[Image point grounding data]

-------

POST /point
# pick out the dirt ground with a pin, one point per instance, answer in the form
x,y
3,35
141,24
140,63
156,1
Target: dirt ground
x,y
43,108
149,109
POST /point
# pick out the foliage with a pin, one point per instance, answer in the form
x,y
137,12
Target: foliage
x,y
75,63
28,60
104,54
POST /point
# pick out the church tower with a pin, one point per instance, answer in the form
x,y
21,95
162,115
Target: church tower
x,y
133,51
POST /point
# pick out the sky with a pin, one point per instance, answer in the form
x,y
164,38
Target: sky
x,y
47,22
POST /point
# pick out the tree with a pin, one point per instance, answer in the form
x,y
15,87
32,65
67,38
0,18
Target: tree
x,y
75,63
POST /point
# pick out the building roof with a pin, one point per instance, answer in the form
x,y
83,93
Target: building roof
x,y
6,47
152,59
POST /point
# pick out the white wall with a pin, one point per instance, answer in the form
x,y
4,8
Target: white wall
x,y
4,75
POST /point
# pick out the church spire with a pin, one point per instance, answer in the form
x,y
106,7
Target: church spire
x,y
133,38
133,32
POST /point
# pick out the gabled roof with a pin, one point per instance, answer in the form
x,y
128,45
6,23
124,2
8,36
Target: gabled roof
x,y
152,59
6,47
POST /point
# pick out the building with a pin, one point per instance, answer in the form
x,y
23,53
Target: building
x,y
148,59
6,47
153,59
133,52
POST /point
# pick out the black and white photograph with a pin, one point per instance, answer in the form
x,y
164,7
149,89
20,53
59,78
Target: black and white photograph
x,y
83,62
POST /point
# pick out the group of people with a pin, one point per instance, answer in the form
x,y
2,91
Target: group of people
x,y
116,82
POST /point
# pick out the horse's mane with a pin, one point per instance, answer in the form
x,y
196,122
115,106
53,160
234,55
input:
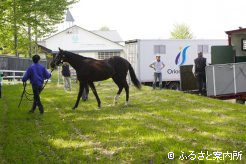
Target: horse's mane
x,y
79,56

-------

### Work required
Reproduce the lines from the line with "Target: sky" through the last line of the entries exactly, including both ends and excluding pictures.

### Finished exercise
Target: sky
x,y
47,22
POST /point
# pick out the tree with a pin, one point per instance, answer in the form
x,y
15,87
32,65
67,38
0,18
Target: tree
x,y
75,63
POST /point
# pick out the building roof with a pin, one point per instance, answer in the form
x,y
83,93
Target: building roof
x,y
6,47
152,59
POST /point
# pick out the white wall with a pin, one point per instance, answer in the form
x,y
4,8
Target: white wall
x,y
4,75
POST /point
# pick out the church spire with a pin, one point per instance, answer in the form
x,y
106,7
Target: church spire
x,y
133,38
133,32
POST /point
# pick out the gabled roof with a pin, one point per instance, answer in the form
x,y
128,45
6,23
124,2
8,36
Target: gabled roof
x,y
152,59
6,47
POST /point
# pick out the building with a pin, one point per instance, answer in the form
x,y
23,53
Target: building
x,y
148,59
6,47
153,59
133,52
POST /point
# pick out the black and white photograph with a pin, one point per instance, answer in the form
x,y
164,7
149,89
20,53
59,78
Target: black and white photograph
x,y
83,62
POST /point
# pick out the group of people with a pin, one point per instance, answer in the form
x,y
2,91
Target: group of people
x,y
116,82
POST /point
# pick out the horse's mane with a pin, one point per instance, answer in the form
x,y
196,122
115,106
53,160
234,55
input:
Target: horse's mane
x,y
79,56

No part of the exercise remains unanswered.